» Document
══════
# LangChain Integration with Nova 2 Omni - Multimodal Reasoning

This notebook demonstrates how to use Amazon Nova 2 Omni with LangChain tool definitions and direct boto3 calls for reasoning. We combine LangChain's tool schema with boto3's Bedrock API to enable reasoning configuration.

**Key Features:**
- Multimodal input processing (image, video, audio)
- Reasoning effort configuration (low, medium, high)
- LangChain tool definitions with Pydantic schemas
- Direct boto3 calls for full API control

---

## Setup and Installation

In [None]:
# Install required packages
!pip install langchain langchain-aws -q

In [None]:
import json
import base64
import boto3
from typing import Literal
from botocore.config import Config
from botocore.exceptions import ClientError
from langchain_core.tools import tool
from pydantic import BaseModel, Field

import nova_utils

MODEL_ID = "us.amazon.nova-2-omni-v1:0"
REGION_ID = "us-west-2"

def get_bedrock_runtime():
    config = Config(read_timeout=2 * 60)
    return boto3.client(
        service_name="bedrock-runtime",
        region_name=REGION_ID,
        config=config
    )

## Define Tools with LangChain

Use LangChain to define tool schemas, then convert them to Bedrock format.

In [None]:
class SafetyAssessmentInput(BaseModel):
    """Input schema for safety risk assessment."""
    identified_hazards: list[str] = Field(description="List of potential hazards or risks")
    risk_level: Literal["low", "medium", "high", "critical"] = Field(
        description="Overall risk level assessment"
    )
    recommended_actions: list[str] = Field(
        description="List of recommended safety actions or precautions"
    )

@tool(args_schema=SafetyAssessmentInput)
def assess_safety_risks(identified_hazards: list[str], risk_level: str, recommended_actions: list[str]) -> dict:
    """Assess safety risks and hazards in a scene or situation.
    
    Use this tool to identify potential dangers, evaluate risk levels,
    and recommend appropriate safety measures or precautions.
    """
    return {
        "status": "assessment_complete",
        "hazards": identified_hazards,
        "risk_level": risk_level,
        "actions": recommended_actions
    }

class RecipeExtractionInput(BaseModel):
    """Input schema for extracting recipe information."""
    dish_name: str = Field(description="Name of the dish being prepared")
    ingredients: list[str] = Field(description="List of ingredients used")
══════
Items listed in a dataset:
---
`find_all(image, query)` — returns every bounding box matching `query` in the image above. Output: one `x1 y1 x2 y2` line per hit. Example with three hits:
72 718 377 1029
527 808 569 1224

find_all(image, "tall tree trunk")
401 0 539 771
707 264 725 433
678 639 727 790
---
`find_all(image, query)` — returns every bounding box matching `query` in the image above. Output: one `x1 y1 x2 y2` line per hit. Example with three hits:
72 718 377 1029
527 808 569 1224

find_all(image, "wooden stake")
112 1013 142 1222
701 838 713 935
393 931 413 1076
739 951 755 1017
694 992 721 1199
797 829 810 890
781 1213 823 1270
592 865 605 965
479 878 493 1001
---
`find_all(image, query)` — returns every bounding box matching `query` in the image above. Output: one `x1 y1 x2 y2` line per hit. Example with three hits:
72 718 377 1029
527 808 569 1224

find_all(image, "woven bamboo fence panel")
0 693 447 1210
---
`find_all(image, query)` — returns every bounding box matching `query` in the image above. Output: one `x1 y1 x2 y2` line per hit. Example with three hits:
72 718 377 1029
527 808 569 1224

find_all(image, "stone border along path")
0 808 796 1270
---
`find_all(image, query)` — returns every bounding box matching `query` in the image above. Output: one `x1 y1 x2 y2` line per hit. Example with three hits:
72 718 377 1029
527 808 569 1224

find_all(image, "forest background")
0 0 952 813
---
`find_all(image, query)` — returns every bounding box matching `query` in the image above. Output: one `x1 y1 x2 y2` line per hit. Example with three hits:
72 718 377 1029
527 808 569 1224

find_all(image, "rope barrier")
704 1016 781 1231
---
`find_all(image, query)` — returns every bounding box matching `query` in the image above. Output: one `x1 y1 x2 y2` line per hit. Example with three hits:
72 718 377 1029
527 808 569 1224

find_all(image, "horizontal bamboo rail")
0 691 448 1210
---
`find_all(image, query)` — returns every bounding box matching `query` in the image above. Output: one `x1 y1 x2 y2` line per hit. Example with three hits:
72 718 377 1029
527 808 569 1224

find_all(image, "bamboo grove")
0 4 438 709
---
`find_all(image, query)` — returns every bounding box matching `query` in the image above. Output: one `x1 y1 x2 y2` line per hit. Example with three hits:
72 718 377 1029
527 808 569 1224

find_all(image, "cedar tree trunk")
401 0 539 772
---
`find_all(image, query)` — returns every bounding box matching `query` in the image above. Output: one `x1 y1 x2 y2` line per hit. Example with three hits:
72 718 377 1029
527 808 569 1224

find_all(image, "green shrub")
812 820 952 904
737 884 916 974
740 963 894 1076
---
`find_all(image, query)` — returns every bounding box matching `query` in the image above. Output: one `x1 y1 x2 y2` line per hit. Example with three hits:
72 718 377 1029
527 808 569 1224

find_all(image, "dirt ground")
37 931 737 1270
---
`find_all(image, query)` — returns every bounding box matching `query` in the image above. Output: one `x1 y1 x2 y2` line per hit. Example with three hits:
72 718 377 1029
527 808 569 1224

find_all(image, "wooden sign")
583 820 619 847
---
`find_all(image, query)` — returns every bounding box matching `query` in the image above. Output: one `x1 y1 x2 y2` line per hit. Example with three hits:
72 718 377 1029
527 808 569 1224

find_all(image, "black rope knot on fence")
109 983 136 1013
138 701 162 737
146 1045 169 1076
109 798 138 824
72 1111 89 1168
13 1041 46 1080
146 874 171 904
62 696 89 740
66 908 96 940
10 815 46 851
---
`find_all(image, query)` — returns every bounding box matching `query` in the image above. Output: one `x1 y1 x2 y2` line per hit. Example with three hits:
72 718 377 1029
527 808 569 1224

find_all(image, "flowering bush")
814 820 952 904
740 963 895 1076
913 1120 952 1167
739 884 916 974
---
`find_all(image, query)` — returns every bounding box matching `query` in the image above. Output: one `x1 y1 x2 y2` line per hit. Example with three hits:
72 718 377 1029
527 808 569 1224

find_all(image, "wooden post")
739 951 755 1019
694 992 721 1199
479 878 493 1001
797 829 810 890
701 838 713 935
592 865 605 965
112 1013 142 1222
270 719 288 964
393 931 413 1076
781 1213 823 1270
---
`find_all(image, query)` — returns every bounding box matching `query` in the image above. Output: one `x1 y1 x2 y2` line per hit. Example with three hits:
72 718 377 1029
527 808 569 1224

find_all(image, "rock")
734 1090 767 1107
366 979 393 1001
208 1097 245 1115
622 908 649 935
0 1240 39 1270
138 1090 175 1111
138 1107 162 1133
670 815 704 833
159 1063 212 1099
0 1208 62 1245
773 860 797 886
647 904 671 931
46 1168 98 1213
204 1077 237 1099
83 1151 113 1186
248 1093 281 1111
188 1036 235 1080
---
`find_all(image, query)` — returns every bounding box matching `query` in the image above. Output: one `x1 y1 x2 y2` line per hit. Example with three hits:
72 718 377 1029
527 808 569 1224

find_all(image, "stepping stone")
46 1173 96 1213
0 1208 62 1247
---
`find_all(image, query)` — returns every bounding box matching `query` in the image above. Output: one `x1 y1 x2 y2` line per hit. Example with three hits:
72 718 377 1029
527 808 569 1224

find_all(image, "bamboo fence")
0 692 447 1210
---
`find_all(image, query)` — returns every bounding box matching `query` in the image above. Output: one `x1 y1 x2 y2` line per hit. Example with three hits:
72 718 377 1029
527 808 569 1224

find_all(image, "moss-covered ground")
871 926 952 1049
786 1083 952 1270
══════
» List of tasks
1) Put the records, from their first line through the line containing "0 693 447 1210", into a Markdown table with the columns Row and Record line. Number each row and leave out blank lines.
2) Can you carry the LangChain and Nova 2 Omni notebook forward from its last line?

» Answers below
1)
| Row | Record line |
|---|---|
| 1 | --- |
| 2 | `find_all(image, query)` — returns every bounding box matching `query` in the image above. Output: one `x1 y1 x2 y2` line per hit. Example with three hits: |
| 3 | 72 718 377 1029 |
| 4 | 527 808 569 1224 |
| 5 | find_all(image, "tall tree trunk") |
| 6 | 401 0 539 771 |
| 7 | 707 264 725 433 |
| 8 | 678 639 727 790 |
| 9 | --- |
| 10 | `find_all(image, query)` — returns every bounding box matching `query` in the image above. Output: one `x1 y1 x2 y2` line per hit. Example with three hits: |
| 11 | 72 718 377 1029 |
| 12 | 527 808 569 1224 |
| 13 | find_all(image, "wooden stake") |
| 14 | 112 1013 142 1222 |
| 15 | 701 838 713 935 |
| 16 | 393 931 413 1076 |
| 17 | 739 951 755 1017 |
| 18 | 694 992 721 1199 |
| 19 | 797 829 810 890 |
| 20 | 781 1213 823 1270 |
| 21 | 592 865 605 965 |
| 22 | 479 878 493 1001 |
| 23 | --- |
| 24 | `find_all(image, query)` — returns every bounding box matching `query` in the image above. Output: one `x1 y1 x2 y2` line per hit. Example with three hits: |
| 25 | 72 718 377 1029 |
| 26 | 527 808 569 1224 |
| 27 | find_all(image, "woven bamboo fence panel") |
| 28 | 0 693 447 1210 |

2)
    steps: list[str] = Field(description="Ordered list of preparation steps")
    cooking_time: str = Field(description="Estimated total cooking time")
    difficulty: Literal["easy", "medium", "hard"] = Field(
        description="Difficulty level of the recipe"
    )

@tool(args_schema=RecipeExtractionInput)
def extract_recipe(dish_name: str, ingredients: list[str], steps: list[str], cooking_time: str, difficulty: str) -> dict:
    """Extract structured recipe information from cooking videos or images.
    
    Use this tool to parse cooking demonstrations and create structured
    recipe data including ingredients, steps, timing, and difficulty.
    """
    return {
        "status": "recipe_extracted",
        "dish": dish_name,
        "ingredients": ingredients,
        "steps": steps,
        "time": cooking_time,
        "difficulty": difficulty
    }

# Convert LangChain tool to Bedrock format
def langchain_tool_to_bedrock(lc_tool):
    schema = lc_tool.args_schema.model_json_schema()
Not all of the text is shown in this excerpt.